-- EXERCÍCIO ESCRITO 1 --
Reproduza sem alterações a parte dos registros que começa na linha que contém "Provide the mask of every instance of the **round" e se estende até o final dos registros, incluindo ambas as extremidades.

-- TRECHO DA PÁGINA --
=-=-=-=-=

Economia

Não fosse pelo ruído, BC já poderia baixar juros, diz Velecico, da Genoa

Para economista-chefe da Genoa Capital, Brasil já teria fundamentos econômicos para baixar juros antes do resto do mundo

Igor Velecico, economista-chefe da Genoa Capital (Genoa Capital/Divulgação)

Igor Velecico, economista-chefe da Genoa Capital (Genoa Capital/Divulgação)

Carolina Riveira
Carolina Riveira

Repórter de Economia e Mundo

Publicado em 16 de março de 2023 às 06h53.

O Brasil poderia estar aproveitando melhor o feito de ter iniciado seu ajuste monetário antes do resto do mundo, não fossem ruídos como a discussão de metas de inflação, que desancoram expectativas. A visão é do economista-chefe da Genoa Capital, Igor Velecico, que acredita que, em um cenário interno menos turbulento, já se estaria discutindo corte da Selic, hoje em 13,75%, "na próxima reunião" do Copom. "Era para estarmos discutindo uma Selic muito mais baixa", diz.

Em entrevista à EXAME, Velecico avalia, na outra ponta, que há hoje confiança maior nos planos da Fazenda, o que ajudou as projeções de déficit para 2023 convergirem para perto de 1% do PIB (sem nenhum ajuste, o déficit superaria 2%). Sobre o arcabouço fiscal a ser apresentado pelo governo neste mês, o economista diz que já deixou de prestar atenção aos mínimos detalhes do desenho; em seu cenário base, não há a ilusão de que haverá ajuste fiscal via despesa no curto prazo, nem mesmo com o novo arcabouço.

Para o economista, o divisor de águas que vai decidir se 2024 terá déficit perto de zero ou não são as frentes da receita, como o sucesso na temática do Carf, reoneração dos combustíveis e outros. "A regra fiscal em si não vai fazer cair despesa em dois anos", diz. O único ponto de atenção no arcabouço, diz Velecico, é garantir que a nova regra não se torne um mínimo de gastos, mas um centro. "Se tiver poucos gatilhos, ou muitas exceções a esses gatilhos, isso pode tornar a regra mais como um 'piso'", diz. Veja abaixo os principais trechos da entrevista.


Qual é a tese para Brasil hoje?

=-=-=-=-=

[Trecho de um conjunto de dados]
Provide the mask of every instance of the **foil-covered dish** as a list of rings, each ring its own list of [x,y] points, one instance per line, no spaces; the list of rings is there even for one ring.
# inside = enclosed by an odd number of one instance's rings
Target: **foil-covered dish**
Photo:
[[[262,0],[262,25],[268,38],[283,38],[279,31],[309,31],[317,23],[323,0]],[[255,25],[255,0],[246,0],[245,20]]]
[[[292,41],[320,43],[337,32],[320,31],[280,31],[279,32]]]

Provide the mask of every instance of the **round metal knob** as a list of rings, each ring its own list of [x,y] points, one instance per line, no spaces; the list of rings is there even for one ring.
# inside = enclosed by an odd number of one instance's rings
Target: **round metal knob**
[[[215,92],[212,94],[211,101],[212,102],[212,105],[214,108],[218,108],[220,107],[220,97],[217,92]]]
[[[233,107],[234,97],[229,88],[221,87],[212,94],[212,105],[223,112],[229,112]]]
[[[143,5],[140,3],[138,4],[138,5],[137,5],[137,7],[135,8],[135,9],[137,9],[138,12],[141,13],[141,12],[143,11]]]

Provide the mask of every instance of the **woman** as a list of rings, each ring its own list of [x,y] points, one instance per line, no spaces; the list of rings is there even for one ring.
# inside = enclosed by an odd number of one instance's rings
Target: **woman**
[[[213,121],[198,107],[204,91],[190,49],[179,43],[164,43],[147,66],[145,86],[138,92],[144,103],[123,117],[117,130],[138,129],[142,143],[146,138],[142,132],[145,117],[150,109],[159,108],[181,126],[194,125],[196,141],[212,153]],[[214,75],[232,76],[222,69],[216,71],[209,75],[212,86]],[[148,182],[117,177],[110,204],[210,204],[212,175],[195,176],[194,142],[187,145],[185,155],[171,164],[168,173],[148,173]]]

=-=-=-=-=

-- EXERCÍCIO ESCRITO 2 --
Na reportagem, reescreva de forma mais concisa, em tópicos, o parágrafo iniciado por "Em entrevista à EXAME", preservando seus fatos principais.

-- RESPOSTA COMPLETA 1 --
Provide the mask of every instance of the **round metal knob** as a list of rings, each ring its own list of [x,y] points, one instance per line, no spaces; the list of rings is there even for one ring.
# inside = enclosed by an odd number of one instance's rings
Target: **round metal knob**
[[[215,92],[212,94],[211,101],[212,102],[212,105],[214,108],[218,108],[220,107],[220,97],[217,92]]]
[[[233,107],[234,97],[229,88],[221,87],[212,94],[212,105],[223,112],[229,112]]]
[[[143,5],[140,3],[138,4],[138,5],[137,5],[137,7],[135,8],[135,9],[137,9],[138,12],[141,13],[141,12],[143,11]]]

Provide the mask of every instance of the **woman** as a list of rings, each ring its own list of [x,y] points, one instance per line, no spaces; the list of rings is there even for one ring.
# inside = enclosed by an odd number of one instance's rings
Target: **woman**
[[[213,121],[198,107],[204,91],[190,49],[179,43],[164,43],[147,66],[145,86],[138,92],[144,103],[123,117],[117,130],[138,129],[142,143],[146,138],[142,132],[145,117],[150,109],[159,108],[181,126],[194,125],[196,141],[212,153]],[[214,75],[232,76],[222,69],[216,71],[209,75],[212,86]],[[148,182],[117,177],[110,204],[210,204],[212,175],[195,176],[194,142],[187,145],[185,155],[171,164],[168,173],[148,173]]]

-- RESPOSTA COMPLETA 2 --
- Velecico avalia que hoje há maior confiança nos planos da Fazenda.
- Essa confiança ajudou as projeções de déficit para 2023 a convergirem para perto de 1% do PIB. Sem nenhum ajuste, o déficit superaria 2%.
- Quanto ao arcabouço fiscal que o governo apresentará neste mês, o economista deixou de prestar atenção aos mínimos detalhes do desenho.
- Em seu cenário base, não há a ilusão de ajuste fiscal via despesa no curto prazo, nem mesmo com o novo arcabouço.